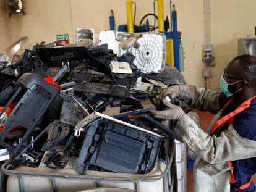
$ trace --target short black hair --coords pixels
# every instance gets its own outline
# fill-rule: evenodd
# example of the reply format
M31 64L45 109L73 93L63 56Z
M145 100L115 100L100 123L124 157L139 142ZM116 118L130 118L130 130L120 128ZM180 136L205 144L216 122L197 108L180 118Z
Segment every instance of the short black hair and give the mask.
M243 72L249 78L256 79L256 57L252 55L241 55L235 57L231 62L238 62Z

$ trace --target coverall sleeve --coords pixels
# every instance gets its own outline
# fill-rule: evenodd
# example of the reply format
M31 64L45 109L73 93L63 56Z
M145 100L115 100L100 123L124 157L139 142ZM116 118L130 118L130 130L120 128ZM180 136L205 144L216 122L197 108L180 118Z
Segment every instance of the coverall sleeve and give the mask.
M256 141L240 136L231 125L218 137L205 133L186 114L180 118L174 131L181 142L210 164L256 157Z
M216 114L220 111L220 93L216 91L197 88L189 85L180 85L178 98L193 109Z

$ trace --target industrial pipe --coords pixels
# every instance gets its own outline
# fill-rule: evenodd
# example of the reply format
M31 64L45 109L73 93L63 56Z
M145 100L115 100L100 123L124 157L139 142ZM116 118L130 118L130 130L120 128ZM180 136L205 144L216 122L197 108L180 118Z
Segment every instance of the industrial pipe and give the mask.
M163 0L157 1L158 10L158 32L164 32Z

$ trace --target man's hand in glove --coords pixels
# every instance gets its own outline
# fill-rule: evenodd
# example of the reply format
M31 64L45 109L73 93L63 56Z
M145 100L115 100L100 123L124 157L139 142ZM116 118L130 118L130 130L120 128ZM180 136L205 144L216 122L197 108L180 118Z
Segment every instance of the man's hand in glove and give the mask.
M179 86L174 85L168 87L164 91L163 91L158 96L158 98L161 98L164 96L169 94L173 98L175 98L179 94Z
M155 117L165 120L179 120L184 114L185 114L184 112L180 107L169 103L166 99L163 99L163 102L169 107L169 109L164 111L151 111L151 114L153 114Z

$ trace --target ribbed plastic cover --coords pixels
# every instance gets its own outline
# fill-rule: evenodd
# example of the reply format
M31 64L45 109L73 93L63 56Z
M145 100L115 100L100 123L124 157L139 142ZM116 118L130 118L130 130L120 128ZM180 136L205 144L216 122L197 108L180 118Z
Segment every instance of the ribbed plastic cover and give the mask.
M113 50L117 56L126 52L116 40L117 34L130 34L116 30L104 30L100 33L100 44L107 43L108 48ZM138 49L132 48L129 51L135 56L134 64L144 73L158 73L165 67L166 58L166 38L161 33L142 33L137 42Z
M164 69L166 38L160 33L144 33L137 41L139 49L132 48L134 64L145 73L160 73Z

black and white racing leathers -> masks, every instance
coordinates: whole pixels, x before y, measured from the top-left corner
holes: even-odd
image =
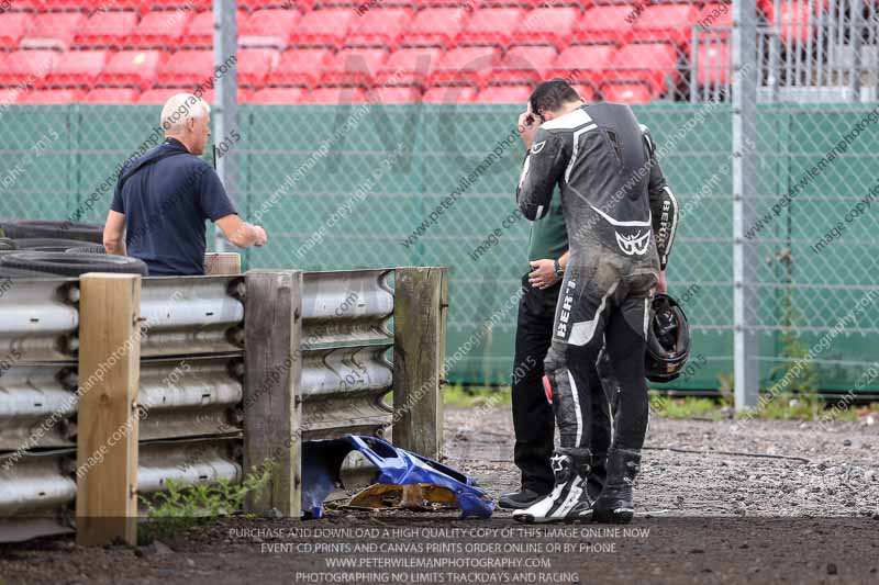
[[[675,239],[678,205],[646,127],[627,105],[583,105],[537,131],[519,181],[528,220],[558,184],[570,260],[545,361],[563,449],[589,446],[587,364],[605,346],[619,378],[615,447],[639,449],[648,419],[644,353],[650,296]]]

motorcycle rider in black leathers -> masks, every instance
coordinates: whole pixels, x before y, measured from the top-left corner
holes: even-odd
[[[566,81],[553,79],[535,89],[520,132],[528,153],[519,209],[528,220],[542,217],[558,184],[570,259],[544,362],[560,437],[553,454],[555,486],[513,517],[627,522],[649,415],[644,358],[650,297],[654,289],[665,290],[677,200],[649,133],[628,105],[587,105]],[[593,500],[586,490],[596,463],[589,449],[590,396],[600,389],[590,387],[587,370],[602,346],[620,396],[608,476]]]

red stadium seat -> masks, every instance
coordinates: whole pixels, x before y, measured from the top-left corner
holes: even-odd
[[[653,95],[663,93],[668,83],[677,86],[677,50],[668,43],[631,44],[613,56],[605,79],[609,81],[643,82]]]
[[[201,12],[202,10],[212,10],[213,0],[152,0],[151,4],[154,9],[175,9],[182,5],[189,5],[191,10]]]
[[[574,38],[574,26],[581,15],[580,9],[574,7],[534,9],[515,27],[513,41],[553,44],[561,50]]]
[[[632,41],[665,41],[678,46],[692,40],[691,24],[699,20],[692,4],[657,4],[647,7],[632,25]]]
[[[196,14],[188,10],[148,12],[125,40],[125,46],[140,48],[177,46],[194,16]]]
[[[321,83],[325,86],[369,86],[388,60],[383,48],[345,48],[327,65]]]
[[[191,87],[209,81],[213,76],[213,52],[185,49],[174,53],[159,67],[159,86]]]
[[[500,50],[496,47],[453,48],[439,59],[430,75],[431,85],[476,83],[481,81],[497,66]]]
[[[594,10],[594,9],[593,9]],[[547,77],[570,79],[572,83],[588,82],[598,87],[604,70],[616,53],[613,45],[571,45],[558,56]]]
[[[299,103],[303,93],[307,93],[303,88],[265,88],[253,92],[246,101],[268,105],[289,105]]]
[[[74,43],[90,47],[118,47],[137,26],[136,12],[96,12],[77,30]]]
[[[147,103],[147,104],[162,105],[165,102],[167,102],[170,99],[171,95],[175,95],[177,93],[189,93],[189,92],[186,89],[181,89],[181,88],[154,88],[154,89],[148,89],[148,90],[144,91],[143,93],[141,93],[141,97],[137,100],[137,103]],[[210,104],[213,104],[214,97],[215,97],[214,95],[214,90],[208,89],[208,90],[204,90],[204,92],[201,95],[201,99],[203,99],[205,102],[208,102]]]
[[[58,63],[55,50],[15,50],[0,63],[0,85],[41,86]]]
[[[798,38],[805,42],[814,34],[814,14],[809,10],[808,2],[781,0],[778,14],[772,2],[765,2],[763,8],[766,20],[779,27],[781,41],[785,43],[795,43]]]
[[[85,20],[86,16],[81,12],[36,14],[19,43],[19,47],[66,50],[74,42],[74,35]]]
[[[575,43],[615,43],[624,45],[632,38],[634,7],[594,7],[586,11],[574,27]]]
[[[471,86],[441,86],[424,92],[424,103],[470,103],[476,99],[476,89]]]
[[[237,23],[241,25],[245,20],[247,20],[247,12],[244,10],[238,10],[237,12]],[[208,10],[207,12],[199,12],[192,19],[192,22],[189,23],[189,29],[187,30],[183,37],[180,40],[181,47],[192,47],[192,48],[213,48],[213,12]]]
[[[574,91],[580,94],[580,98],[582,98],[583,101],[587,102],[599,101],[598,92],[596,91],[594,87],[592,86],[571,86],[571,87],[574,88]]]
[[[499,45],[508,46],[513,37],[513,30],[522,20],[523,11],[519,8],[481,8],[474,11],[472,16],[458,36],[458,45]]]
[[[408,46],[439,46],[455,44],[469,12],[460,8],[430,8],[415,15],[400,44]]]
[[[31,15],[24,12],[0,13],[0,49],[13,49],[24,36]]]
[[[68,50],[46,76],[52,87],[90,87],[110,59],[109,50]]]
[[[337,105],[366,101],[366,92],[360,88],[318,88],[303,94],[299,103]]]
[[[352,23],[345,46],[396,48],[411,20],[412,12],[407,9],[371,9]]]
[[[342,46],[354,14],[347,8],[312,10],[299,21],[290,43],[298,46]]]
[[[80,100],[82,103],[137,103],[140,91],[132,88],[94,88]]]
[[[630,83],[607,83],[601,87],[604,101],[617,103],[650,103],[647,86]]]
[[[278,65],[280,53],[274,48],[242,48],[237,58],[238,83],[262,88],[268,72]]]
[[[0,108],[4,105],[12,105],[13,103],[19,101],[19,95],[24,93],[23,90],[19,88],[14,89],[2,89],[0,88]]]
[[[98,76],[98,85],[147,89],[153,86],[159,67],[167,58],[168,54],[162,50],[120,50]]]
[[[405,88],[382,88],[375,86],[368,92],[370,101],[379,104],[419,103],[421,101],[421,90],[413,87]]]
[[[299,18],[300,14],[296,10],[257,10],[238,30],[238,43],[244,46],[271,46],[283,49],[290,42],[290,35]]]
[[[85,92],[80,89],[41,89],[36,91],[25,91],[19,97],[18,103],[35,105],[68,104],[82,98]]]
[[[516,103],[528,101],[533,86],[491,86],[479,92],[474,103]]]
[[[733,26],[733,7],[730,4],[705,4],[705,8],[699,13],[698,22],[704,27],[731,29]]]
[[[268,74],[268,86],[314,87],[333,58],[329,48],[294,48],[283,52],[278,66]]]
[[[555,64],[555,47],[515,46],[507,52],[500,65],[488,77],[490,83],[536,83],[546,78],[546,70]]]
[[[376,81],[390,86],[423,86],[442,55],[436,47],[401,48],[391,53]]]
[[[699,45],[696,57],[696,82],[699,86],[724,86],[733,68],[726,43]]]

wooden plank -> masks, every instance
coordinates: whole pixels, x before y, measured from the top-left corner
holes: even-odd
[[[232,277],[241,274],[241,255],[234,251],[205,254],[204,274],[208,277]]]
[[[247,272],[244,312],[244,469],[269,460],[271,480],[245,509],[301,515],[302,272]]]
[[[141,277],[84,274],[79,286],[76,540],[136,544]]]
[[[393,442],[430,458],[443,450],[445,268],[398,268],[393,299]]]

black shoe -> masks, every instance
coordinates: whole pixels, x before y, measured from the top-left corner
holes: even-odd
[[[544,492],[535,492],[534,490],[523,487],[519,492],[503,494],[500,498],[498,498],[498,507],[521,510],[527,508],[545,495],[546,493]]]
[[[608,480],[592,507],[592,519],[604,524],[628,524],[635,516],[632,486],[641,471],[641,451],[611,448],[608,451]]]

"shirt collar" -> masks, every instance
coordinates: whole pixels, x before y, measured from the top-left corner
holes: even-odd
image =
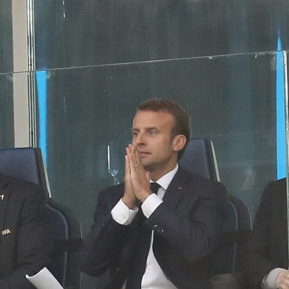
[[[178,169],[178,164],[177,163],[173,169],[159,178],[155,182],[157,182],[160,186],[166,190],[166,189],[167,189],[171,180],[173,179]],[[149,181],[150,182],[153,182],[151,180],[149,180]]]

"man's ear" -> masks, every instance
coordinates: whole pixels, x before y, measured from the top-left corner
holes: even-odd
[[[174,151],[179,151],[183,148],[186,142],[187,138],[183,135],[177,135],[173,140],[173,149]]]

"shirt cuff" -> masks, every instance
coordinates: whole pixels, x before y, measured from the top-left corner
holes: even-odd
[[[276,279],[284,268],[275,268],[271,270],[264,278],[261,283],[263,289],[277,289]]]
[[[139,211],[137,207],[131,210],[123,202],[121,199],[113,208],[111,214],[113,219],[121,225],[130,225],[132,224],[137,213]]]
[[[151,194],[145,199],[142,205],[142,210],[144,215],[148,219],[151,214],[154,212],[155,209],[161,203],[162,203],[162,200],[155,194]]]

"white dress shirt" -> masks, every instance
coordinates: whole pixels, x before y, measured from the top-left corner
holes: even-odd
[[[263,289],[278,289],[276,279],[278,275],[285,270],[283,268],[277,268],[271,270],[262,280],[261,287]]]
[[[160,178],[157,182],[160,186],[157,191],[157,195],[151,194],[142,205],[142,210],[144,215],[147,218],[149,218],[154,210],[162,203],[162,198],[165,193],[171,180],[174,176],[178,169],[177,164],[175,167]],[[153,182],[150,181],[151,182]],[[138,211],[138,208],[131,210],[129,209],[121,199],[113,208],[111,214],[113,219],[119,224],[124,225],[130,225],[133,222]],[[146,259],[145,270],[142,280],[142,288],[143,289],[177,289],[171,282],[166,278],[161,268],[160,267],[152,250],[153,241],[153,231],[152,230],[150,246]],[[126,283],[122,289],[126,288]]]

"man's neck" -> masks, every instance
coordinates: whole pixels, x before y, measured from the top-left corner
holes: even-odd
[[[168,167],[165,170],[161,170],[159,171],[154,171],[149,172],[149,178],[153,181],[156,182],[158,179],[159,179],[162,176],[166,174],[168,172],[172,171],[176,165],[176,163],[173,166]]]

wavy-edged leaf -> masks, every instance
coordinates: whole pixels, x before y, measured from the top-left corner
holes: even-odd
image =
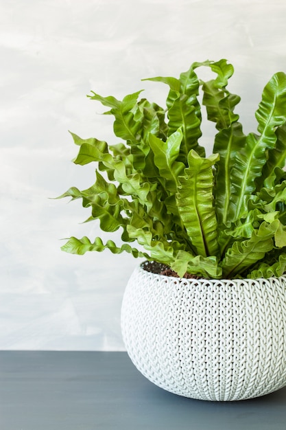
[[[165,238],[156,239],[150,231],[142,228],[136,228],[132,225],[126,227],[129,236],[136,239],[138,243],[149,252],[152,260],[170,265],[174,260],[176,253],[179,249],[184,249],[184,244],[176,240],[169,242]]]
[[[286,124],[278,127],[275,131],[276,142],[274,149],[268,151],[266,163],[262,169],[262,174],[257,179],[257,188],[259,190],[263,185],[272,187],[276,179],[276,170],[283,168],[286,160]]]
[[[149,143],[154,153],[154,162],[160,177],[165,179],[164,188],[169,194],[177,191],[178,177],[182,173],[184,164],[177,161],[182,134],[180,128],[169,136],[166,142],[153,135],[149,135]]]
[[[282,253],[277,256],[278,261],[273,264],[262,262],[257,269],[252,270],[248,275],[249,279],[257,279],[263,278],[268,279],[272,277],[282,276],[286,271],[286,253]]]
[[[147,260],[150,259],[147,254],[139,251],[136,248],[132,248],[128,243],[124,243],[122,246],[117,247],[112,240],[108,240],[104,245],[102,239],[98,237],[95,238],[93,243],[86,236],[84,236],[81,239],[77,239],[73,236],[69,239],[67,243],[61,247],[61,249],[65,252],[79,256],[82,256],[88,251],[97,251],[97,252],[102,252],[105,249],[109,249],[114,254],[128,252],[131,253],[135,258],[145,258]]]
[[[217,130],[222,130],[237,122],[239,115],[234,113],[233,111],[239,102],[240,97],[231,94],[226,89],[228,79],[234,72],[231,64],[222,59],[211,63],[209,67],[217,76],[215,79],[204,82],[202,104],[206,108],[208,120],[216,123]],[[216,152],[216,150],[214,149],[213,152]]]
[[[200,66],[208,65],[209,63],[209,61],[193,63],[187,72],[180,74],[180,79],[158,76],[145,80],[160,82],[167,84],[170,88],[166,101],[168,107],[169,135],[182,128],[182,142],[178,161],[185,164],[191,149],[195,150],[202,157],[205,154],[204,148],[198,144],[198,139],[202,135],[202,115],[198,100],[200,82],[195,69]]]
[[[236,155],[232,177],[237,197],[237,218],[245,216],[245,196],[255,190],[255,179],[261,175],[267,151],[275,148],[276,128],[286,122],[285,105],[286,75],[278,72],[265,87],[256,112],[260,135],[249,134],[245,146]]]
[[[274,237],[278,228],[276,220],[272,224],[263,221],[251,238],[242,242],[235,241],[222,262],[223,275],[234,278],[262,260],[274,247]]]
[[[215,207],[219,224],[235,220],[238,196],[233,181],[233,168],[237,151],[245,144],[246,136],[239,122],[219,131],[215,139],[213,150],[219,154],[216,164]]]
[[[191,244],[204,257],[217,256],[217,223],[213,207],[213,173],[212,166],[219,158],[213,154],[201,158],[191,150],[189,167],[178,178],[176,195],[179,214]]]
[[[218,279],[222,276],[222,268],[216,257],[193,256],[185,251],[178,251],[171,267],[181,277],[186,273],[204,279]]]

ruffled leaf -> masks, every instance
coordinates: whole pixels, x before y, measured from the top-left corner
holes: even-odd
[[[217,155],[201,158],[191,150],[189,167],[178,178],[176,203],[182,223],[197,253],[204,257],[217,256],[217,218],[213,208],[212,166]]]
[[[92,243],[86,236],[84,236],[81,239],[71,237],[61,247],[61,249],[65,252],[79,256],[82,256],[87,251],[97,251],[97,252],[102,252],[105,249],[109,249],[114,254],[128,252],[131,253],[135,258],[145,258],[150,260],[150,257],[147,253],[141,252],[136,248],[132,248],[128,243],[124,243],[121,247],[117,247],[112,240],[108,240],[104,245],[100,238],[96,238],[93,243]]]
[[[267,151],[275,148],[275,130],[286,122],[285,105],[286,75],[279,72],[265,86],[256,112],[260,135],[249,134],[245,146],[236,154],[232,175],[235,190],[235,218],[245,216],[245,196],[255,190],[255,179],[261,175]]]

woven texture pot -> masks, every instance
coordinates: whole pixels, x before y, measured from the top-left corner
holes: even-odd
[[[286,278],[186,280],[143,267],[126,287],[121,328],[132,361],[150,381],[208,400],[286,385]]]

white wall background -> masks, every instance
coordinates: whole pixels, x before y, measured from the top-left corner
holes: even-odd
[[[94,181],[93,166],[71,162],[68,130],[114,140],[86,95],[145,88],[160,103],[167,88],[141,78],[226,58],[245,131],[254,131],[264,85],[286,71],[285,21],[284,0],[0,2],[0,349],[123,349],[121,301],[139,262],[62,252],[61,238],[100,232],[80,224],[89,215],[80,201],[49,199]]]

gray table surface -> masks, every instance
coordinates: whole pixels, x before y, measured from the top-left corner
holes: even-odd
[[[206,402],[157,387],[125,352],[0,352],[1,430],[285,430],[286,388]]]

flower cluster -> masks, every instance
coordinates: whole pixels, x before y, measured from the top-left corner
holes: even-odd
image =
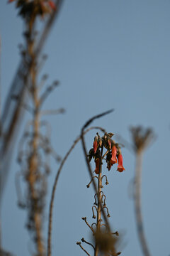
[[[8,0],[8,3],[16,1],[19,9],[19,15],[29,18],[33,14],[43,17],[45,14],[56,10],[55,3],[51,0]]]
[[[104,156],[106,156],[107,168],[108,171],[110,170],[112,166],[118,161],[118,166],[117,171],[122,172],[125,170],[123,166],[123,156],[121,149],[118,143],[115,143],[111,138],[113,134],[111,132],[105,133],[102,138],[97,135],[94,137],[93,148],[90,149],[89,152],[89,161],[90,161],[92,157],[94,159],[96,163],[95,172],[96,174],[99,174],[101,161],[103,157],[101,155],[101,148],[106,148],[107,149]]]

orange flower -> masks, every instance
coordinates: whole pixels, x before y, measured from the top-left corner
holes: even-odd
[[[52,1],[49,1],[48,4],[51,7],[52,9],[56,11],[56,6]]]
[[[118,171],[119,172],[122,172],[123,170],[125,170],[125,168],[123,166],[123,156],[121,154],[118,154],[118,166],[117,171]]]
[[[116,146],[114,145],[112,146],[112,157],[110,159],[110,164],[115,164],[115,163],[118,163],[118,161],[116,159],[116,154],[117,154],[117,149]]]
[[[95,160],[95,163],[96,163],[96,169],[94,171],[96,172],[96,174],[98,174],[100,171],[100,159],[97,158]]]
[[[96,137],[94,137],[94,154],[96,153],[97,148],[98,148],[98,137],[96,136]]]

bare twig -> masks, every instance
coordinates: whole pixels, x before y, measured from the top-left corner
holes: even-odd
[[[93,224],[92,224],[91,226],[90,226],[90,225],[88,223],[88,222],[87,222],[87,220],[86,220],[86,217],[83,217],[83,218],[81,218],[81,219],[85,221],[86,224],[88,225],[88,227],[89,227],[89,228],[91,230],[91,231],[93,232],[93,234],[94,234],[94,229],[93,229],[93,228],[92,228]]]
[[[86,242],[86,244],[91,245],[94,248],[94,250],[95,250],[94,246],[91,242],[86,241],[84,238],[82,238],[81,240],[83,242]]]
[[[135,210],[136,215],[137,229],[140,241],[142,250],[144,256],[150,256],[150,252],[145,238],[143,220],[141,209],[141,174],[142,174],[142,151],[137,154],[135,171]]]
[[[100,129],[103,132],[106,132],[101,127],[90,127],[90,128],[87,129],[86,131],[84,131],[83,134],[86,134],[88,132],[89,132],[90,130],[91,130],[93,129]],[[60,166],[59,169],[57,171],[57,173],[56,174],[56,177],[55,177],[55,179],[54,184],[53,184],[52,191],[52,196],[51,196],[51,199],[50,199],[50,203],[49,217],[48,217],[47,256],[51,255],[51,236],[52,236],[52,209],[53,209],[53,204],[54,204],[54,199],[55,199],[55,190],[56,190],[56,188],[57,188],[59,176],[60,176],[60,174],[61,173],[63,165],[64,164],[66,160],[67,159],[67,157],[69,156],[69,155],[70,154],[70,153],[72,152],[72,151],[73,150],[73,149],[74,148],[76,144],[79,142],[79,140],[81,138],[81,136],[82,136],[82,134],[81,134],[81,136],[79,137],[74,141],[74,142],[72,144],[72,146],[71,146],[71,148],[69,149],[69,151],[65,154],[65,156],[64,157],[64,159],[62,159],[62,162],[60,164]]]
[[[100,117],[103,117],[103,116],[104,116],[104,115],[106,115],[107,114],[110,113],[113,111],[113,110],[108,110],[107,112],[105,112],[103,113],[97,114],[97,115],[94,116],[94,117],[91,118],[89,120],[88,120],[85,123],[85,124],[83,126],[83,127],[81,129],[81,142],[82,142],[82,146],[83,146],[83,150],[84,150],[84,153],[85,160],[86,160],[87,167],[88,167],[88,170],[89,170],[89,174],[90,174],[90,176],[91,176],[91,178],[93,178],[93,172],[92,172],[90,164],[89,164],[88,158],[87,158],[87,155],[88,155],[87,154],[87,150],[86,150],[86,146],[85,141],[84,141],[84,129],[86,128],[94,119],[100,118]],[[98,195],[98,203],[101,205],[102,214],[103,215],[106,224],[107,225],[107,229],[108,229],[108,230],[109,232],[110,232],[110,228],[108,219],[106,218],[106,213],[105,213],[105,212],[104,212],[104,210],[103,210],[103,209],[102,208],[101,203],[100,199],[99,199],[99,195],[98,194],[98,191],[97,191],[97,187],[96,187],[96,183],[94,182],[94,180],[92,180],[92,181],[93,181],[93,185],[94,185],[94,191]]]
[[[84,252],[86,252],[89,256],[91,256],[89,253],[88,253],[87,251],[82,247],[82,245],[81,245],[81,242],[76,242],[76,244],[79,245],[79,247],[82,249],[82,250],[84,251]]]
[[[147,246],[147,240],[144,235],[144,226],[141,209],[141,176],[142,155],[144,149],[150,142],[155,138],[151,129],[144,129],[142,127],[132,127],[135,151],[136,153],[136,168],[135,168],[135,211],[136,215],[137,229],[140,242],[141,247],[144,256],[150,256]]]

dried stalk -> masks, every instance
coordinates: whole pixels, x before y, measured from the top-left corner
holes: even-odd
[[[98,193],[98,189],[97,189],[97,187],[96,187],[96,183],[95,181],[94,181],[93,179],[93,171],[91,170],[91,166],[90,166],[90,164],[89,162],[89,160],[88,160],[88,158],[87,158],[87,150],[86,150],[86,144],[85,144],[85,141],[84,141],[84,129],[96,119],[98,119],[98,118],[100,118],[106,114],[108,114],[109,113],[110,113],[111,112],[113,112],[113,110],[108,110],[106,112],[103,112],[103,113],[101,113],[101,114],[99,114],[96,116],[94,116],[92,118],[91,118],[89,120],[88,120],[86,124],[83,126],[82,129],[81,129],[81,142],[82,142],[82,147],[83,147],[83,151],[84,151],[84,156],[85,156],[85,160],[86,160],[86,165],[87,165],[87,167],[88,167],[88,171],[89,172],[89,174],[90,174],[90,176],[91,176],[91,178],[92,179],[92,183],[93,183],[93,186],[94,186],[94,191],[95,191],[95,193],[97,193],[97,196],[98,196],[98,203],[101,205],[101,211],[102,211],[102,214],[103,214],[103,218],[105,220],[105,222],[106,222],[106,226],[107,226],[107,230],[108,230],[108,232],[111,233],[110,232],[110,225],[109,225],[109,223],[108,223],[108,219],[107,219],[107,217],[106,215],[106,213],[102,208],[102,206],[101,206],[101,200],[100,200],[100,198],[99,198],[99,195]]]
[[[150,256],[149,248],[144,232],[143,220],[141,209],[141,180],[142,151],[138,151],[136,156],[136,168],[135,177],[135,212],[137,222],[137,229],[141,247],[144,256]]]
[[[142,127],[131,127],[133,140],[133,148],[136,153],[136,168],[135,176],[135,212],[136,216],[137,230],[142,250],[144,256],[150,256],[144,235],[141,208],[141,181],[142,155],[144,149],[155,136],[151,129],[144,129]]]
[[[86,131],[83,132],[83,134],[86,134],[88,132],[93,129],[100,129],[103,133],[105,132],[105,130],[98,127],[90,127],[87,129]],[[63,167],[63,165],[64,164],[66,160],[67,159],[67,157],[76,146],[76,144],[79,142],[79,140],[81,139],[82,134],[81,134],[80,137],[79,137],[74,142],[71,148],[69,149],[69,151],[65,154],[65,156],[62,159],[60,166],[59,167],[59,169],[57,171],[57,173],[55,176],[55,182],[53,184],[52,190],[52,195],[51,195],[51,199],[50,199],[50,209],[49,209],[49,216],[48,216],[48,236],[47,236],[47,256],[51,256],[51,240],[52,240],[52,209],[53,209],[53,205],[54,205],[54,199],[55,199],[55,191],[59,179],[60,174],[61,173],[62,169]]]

##########

> [Objective]:
Please copy out the part of the records that opens with the line containing "glove --coords pixels" and closes with the line containing "M155 117L165 120L179", both included, with every character unchanged.

> [Full answer]:
$ trace --target man's hand in glove --coords pixels
# every instance gets its own outline
# fill-rule: evenodd
# example of the reply format
M31 64L45 109L73 93L63 56Z
M145 100L115 100L100 123L124 157L139 142ZM116 118L130 118L130 130L120 128ZM180 136L205 144L216 122L197 108L180 118Z
Segment every instance of the man's hand in glove and give the mask.
M179 86L174 85L168 87L164 91L163 91L158 96L158 98L161 98L164 96L169 94L173 98L175 98L179 94Z
M155 117L165 120L179 120L184 114L185 114L184 112L180 107L169 103L166 99L163 99L163 102L169 107L169 109L164 111L151 111L151 114L153 114Z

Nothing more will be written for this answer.